**What is expected:**
Return each line of the records that contains the word "palm", copied in full.

═══ Material

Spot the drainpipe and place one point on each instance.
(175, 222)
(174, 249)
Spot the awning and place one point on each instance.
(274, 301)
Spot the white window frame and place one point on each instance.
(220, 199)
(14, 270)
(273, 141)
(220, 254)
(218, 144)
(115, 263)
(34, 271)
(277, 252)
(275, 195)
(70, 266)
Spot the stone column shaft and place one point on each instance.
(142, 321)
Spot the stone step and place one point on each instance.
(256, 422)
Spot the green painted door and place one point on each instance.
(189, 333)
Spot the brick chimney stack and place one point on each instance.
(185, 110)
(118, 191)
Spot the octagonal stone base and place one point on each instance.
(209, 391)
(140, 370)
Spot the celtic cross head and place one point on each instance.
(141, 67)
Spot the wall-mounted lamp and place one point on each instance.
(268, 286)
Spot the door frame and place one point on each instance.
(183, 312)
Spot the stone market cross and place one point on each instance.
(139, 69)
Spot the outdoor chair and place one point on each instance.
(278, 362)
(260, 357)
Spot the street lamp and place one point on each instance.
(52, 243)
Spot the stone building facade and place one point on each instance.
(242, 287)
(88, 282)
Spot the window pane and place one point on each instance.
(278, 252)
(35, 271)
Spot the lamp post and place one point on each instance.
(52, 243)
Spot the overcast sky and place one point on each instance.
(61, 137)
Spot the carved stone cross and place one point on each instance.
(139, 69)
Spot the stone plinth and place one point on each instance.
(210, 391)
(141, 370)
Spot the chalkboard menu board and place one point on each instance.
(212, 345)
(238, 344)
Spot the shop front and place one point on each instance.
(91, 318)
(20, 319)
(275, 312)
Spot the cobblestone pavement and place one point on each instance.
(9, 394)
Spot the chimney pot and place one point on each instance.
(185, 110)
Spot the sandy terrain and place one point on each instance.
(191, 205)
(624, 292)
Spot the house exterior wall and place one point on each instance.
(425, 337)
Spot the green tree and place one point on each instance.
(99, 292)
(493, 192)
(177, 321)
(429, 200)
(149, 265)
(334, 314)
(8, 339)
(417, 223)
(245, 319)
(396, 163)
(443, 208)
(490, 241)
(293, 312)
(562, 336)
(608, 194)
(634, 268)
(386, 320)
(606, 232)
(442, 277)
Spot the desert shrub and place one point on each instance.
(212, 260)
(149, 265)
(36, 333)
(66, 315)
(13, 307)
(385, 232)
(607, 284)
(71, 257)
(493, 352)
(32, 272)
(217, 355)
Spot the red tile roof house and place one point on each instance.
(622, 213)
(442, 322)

══════
═══ Material

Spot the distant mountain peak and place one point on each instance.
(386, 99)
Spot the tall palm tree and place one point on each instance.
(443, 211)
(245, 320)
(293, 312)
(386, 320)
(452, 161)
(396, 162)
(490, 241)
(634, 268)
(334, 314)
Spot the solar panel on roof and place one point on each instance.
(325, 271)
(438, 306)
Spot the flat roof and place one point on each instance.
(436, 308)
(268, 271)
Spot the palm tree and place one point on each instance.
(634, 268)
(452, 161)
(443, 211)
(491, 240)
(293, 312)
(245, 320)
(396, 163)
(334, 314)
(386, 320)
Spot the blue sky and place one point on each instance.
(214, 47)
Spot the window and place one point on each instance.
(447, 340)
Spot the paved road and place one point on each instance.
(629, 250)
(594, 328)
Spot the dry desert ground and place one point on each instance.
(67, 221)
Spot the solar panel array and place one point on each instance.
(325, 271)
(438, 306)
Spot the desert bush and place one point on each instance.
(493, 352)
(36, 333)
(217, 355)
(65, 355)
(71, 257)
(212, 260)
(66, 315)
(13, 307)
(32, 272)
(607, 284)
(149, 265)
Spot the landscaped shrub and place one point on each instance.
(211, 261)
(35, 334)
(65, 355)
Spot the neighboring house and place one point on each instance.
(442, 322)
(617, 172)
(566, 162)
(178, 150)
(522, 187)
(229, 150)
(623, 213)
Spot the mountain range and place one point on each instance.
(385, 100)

══════

**Reply:**
Spot the tall palm tree and place one point on each instance.
Spot the palm tree and place one point on each instance.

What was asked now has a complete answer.